What to do ▸
Beginning at whichever line contains "Locate every instance of the man", reproduce each line of the records below word for word, ending with the last, and add nothing.

Data to examine ▸
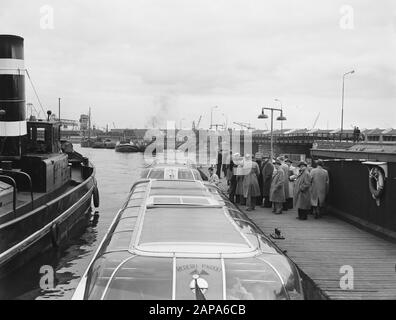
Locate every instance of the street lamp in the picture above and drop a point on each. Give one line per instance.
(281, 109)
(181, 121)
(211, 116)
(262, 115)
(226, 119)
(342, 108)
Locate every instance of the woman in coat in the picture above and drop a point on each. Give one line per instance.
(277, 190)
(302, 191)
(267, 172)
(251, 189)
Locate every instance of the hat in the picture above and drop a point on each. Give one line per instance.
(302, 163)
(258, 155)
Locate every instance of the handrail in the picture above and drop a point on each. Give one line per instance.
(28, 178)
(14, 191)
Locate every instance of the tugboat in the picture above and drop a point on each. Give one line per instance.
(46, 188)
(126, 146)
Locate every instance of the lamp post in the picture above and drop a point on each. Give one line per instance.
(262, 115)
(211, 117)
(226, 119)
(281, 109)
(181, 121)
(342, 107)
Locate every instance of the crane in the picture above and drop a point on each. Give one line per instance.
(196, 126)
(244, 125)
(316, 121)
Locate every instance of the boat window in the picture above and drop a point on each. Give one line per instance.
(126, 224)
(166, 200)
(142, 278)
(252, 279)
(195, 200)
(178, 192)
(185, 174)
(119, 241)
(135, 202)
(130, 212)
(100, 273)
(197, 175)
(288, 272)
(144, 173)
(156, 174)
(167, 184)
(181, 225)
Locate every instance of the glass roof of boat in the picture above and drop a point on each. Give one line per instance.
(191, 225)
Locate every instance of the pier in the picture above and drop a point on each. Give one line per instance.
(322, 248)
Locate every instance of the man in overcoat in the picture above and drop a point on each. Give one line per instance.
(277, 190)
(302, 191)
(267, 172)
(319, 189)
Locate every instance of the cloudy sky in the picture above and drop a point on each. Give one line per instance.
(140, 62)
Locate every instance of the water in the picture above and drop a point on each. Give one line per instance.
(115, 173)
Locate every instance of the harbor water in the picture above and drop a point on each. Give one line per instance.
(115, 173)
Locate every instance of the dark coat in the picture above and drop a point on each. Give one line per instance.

Answer to this exercise ▸
Locate every instance of the man in overcoat in the picture above and drop a point on each. Give one line per instance.
(277, 190)
(302, 191)
(267, 172)
(319, 189)
Locate every instance of the cloudy sky in the picture above and drop a point on each. Give one line per instance.
(140, 62)
Locate every instance of the water in the picture above and drop a point on each. Give one line per instance.
(115, 173)
Locate every instance of the harbor water in the picture above and drop a point on each. Give one line per instance.
(115, 173)
Locate every instance of the dark coat in the picture above and drop a point on each. Give one line per instance.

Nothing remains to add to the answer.